[Items from a data source]
+ + + + + + +

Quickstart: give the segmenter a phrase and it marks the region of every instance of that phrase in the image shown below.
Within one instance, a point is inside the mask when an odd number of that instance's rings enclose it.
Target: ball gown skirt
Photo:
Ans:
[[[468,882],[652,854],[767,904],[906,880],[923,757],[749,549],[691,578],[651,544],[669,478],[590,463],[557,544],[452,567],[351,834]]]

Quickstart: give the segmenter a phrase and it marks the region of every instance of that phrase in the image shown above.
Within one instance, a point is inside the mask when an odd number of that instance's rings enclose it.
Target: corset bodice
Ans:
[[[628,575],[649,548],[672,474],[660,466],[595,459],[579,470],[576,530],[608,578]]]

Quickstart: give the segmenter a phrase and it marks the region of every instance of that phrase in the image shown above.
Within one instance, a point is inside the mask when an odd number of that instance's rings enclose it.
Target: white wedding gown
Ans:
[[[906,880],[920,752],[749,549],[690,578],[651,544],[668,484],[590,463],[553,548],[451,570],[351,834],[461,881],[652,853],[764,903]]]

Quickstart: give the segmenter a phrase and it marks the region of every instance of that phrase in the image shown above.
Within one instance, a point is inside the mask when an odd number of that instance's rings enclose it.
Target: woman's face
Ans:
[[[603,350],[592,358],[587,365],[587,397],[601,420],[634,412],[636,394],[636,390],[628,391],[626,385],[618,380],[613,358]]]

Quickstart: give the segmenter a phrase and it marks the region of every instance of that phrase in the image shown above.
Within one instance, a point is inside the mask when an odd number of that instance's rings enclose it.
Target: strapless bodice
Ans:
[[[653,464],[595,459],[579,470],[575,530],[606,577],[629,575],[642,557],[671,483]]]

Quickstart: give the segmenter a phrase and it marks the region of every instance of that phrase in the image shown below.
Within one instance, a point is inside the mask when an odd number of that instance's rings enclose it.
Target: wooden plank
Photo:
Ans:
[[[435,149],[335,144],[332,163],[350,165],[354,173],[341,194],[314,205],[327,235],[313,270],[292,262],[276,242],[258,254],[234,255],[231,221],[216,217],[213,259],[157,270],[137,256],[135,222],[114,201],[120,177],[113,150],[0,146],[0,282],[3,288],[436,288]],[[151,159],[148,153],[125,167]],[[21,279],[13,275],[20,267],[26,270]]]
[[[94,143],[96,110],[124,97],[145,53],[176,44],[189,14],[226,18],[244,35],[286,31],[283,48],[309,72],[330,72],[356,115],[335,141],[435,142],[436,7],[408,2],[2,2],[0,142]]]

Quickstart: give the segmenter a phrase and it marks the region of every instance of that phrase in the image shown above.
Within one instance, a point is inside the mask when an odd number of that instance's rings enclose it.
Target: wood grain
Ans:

+ + + + + + +

● GIVEN REQUEST
Show every line from the rows above that contains the word "gown", copied unchanged.

● RESPONSE BELOW
Target: ball gown skirt
Target: white wedding gown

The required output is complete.